WRITTEN TASK = Arrange the items from the line containing "of the green" through the line containing "x=460, y=830", both lines included, as a two-column CSV with the headers item_text and points. Give one row per item, putting its text and its answer each in a single quoted field with line breaks replaced by spaces.
☆ ☆ ☆ ☆ ☆ ☆ ☆
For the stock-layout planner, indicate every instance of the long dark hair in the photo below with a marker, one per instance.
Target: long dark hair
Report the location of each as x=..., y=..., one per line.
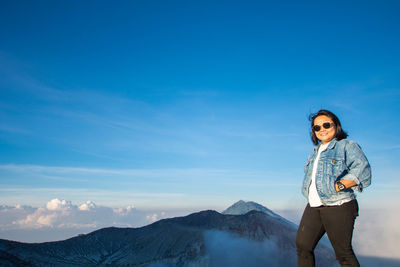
x=340, y=133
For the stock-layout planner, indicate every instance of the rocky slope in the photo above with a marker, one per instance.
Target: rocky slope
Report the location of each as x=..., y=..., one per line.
x=193, y=240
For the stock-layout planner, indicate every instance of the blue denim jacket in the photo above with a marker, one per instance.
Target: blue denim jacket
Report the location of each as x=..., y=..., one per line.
x=342, y=159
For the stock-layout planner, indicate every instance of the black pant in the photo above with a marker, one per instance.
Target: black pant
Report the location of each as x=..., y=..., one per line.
x=337, y=222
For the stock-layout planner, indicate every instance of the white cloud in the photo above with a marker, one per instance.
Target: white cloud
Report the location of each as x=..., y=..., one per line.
x=56, y=204
x=89, y=205
x=62, y=214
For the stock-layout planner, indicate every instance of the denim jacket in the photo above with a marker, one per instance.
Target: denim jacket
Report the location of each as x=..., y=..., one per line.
x=342, y=159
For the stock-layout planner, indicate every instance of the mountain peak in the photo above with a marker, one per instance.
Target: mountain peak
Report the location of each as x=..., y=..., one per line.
x=242, y=207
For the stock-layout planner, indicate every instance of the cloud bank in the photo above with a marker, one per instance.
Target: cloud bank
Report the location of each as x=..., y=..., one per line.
x=67, y=219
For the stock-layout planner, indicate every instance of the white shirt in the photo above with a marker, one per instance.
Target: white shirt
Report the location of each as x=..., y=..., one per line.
x=313, y=196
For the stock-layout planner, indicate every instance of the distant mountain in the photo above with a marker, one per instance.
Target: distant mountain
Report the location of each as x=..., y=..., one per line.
x=205, y=238
x=242, y=207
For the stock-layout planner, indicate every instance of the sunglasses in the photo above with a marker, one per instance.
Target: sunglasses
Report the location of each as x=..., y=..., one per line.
x=326, y=125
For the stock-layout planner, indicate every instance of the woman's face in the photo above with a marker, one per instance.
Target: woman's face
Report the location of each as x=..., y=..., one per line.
x=325, y=135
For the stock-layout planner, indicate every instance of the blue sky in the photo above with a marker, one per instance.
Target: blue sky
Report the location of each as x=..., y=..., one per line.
x=191, y=104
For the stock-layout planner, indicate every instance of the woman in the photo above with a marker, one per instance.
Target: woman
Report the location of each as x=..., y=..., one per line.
x=334, y=170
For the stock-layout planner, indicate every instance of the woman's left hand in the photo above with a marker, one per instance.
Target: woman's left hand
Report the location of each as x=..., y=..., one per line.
x=346, y=183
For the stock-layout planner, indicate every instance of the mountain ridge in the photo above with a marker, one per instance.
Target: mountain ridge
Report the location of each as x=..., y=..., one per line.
x=176, y=241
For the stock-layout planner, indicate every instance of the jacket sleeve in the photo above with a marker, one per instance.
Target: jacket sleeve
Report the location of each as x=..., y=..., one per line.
x=358, y=168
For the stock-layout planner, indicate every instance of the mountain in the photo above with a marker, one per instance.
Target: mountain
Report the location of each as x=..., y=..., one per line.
x=205, y=238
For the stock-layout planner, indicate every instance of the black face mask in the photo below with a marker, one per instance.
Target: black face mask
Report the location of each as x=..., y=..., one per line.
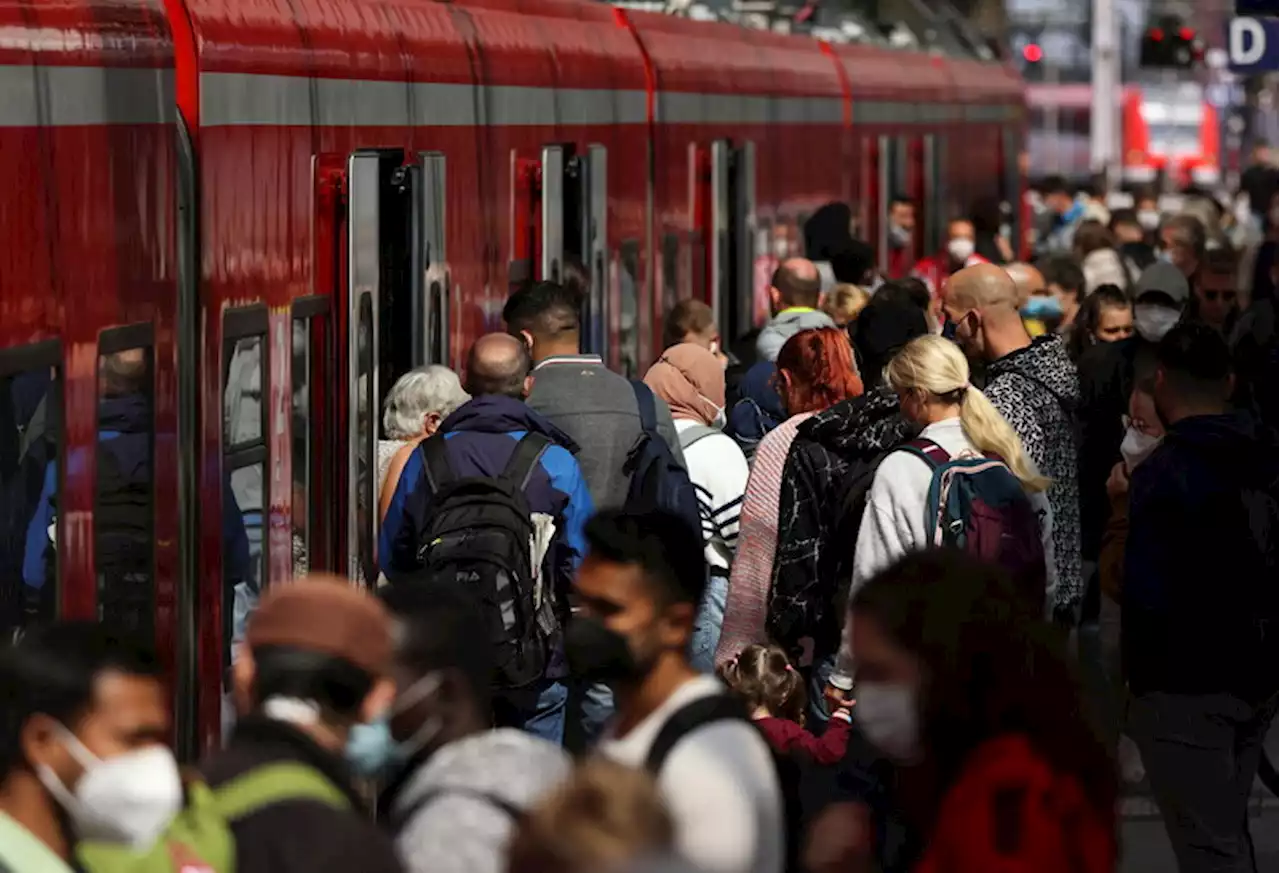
x=598, y=654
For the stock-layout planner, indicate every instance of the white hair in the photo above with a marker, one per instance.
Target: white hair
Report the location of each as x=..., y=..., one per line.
x=419, y=393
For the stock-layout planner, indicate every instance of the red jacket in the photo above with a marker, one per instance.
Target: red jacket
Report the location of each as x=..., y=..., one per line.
x=936, y=270
x=786, y=735
x=1010, y=813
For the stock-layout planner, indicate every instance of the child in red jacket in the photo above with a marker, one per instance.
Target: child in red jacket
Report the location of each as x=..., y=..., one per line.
x=775, y=691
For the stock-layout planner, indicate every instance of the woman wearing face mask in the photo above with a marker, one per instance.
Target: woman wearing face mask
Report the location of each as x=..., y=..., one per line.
x=976, y=702
x=958, y=254
x=691, y=382
x=816, y=371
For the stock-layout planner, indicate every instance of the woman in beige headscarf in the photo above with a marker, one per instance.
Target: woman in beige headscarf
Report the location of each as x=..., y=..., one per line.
x=691, y=380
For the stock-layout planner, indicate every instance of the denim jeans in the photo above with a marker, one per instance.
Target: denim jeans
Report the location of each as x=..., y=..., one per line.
x=539, y=711
x=1202, y=753
x=708, y=624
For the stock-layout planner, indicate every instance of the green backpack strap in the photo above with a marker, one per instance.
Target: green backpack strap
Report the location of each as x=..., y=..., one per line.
x=274, y=784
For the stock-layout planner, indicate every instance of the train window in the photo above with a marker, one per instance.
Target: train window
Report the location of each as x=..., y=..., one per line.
x=307, y=501
x=245, y=462
x=31, y=476
x=124, y=485
x=629, y=307
x=670, y=272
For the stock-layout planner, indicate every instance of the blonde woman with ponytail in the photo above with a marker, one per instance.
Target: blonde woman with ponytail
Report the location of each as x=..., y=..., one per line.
x=931, y=378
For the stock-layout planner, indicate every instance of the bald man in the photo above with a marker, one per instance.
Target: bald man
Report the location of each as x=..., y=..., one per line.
x=479, y=440
x=794, y=295
x=1034, y=387
x=1028, y=280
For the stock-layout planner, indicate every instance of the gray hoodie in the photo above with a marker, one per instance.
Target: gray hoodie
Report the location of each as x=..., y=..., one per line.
x=785, y=325
x=460, y=830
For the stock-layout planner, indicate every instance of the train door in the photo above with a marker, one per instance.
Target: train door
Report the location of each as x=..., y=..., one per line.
x=730, y=225
x=935, y=197
x=560, y=232
x=397, y=311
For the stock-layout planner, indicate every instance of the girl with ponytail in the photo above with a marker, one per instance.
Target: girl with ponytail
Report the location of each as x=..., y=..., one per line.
x=931, y=378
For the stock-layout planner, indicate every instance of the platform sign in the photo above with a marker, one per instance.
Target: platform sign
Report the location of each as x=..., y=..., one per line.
x=1253, y=45
x=1257, y=7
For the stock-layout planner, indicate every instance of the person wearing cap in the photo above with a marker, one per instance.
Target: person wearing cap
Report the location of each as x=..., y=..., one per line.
x=314, y=675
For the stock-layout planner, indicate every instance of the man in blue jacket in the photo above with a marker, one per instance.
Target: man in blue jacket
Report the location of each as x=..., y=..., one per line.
x=1201, y=606
x=480, y=437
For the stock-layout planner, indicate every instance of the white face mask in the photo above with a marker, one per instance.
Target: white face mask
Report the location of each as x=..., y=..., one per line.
x=887, y=716
x=960, y=248
x=127, y=799
x=1137, y=447
x=1152, y=321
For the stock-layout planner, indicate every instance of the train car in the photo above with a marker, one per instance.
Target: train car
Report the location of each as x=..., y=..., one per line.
x=232, y=225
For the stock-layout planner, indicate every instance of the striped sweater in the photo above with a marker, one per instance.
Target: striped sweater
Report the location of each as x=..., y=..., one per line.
x=753, y=568
x=718, y=471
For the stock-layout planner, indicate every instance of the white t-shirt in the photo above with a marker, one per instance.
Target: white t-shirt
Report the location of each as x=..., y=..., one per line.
x=718, y=472
x=720, y=785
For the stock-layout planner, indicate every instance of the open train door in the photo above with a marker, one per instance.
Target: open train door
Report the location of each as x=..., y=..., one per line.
x=560, y=231
x=725, y=214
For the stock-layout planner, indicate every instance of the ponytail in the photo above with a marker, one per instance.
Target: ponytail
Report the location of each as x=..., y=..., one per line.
x=991, y=434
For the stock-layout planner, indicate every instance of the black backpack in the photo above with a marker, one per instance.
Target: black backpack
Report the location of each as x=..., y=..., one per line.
x=658, y=480
x=479, y=533
x=790, y=768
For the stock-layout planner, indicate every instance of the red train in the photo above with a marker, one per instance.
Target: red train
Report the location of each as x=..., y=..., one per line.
x=232, y=224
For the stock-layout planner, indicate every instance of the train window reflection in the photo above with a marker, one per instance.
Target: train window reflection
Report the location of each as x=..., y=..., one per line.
x=30, y=453
x=365, y=438
x=124, y=490
x=301, y=511
x=629, y=309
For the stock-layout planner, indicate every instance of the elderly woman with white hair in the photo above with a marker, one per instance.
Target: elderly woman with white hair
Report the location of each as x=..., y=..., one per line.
x=415, y=407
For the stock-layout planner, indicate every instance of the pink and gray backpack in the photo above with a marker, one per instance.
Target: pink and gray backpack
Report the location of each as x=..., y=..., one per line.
x=978, y=506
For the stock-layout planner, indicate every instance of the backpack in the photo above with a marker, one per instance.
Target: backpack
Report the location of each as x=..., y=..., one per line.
x=123, y=504
x=789, y=768
x=481, y=533
x=658, y=480
x=978, y=506
x=200, y=839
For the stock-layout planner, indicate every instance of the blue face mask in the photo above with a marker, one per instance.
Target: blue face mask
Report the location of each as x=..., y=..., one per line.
x=371, y=749
x=1042, y=307
x=373, y=752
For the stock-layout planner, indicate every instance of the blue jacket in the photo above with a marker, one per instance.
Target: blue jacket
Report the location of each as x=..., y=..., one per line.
x=1201, y=562
x=480, y=437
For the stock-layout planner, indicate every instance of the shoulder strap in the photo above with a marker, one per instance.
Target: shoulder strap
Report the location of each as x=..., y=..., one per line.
x=273, y=784
x=435, y=462
x=524, y=458
x=403, y=817
x=928, y=451
x=648, y=408
x=689, y=718
x=695, y=434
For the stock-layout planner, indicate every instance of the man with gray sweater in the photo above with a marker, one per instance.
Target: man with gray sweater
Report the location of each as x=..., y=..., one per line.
x=598, y=410
x=577, y=393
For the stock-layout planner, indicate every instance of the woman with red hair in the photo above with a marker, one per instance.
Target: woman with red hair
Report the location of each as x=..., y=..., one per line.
x=814, y=371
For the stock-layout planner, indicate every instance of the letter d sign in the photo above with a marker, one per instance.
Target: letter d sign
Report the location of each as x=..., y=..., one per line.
x=1247, y=42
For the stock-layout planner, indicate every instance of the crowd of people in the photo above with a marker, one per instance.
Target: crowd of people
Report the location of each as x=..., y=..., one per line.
x=890, y=584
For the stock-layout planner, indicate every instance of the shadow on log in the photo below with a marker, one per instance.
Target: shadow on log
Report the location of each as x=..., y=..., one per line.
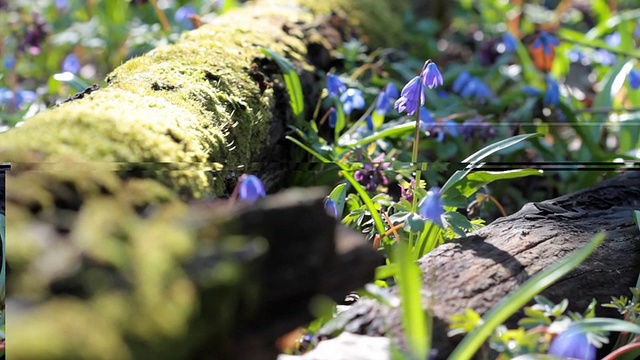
x=479, y=270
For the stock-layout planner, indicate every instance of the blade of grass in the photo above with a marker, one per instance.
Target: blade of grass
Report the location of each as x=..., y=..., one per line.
x=513, y=302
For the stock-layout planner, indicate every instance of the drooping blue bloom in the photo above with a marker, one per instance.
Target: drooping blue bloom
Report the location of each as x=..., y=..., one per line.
x=331, y=208
x=182, y=15
x=386, y=98
x=71, y=64
x=335, y=86
x=573, y=344
x=552, y=96
x=634, y=79
x=369, y=122
x=251, y=188
x=352, y=99
x=333, y=117
x=460, y=82
x=510, y=42
x=432, y=207
x=431, y=76
x=547, y=41
x=409, y=97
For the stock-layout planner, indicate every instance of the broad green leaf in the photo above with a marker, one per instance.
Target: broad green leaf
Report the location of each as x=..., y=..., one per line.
x=481, y=154
x=477, y=179
x=337, y=195
x=514, y=301
x=291, y=80
x=414, y=318
x=613, y=82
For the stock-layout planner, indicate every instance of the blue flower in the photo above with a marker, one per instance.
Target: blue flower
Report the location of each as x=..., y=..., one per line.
x=634, y=79
x=531, y=91
x=352, y=99
x=250, y=188
x=431, y=75
x=182, y=15
x=510, y=42
x=333, y=117
x=546, y=40
x=432, y=207
x=573, y=344
x=71, y=64
x=331, y=208
x=385, y=98
x=335, y=86
x=411, y=93
x=552, y=97
x=369, y=122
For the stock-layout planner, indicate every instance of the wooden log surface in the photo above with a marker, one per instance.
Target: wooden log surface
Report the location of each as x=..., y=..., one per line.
x=479, y=270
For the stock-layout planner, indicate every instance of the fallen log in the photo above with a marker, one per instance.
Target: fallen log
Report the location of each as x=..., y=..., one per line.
x=479, y=270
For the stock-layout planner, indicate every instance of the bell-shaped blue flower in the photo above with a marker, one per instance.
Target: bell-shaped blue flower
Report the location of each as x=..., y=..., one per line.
x=432, y=207
x=352, y=99
x=431, y=76
x=335, y=86
x=573, y=344
x=409, y=97
x=634, y=79
x=510, y=42
x=250, y=188
x=552, y=96
x=71, y=64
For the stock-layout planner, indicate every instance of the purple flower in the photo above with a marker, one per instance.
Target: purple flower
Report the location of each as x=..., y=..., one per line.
x=335, y=86
x=352, y=99
x=432, y=207
x=552, y=96
x=372, y=175
x=385, y=98
x=510, y=42
x=634, y=79
x=182, y=15
x=547, y=41
x=573, y=344
x=411, y=93
x=71, y=64
x=331, y=208
x=431, y=75
x=369, y=122
x=250, y=188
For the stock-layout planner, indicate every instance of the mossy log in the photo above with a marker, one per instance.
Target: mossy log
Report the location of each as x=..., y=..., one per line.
x=479, y=270
x=99, y=250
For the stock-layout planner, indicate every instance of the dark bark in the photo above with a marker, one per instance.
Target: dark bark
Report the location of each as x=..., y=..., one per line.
x=479, y=270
☆ ☆ ☆ ☆ ☆ ☆ ☆
EXPECTED ANSWER =
item_text,points
"For the stock-layout planner, indicate every instance of the green backpack strap in the photo above with a marker, one per instance. Target: green backpack strap Report the location of each as x=..., y=..., one per line.","x=274, y=784"
"For the stock-layout planner, indicate every instance of the train window in the photo above with a marker, one per instance. Target: train window Report the location of each as x=..., y=..., one per line.","x=307, y=501 x=245, y=462 x=31, y=476 x=124, y=485 x=629, y=307 x=670, y=272"
"For the stock-layout planner, indicate every instance of the blonde woman with ponytail in the photo above with a marker, one per instance. Target: blonde woman with ponytail Report the location of each as x=..., y=..., one per line.","x=931, y=378"
"For the stock-layout planner, indicate every instance of the bald man in the photo above with a marker, one per instance. Target: bald man Report the location of each as x=..., y=..., one per line.","x=479, y=440 x=794, y=295 x=1034, y=387 x=1028, y=280"
"For the stock-layout planner, indicate every instance of the gray hoodie in the photo above with a marker, one per instance. Target: gray hoodie Report the location of each as x=..., y=..., one per line.","x=785, y=325 x=460, y=830"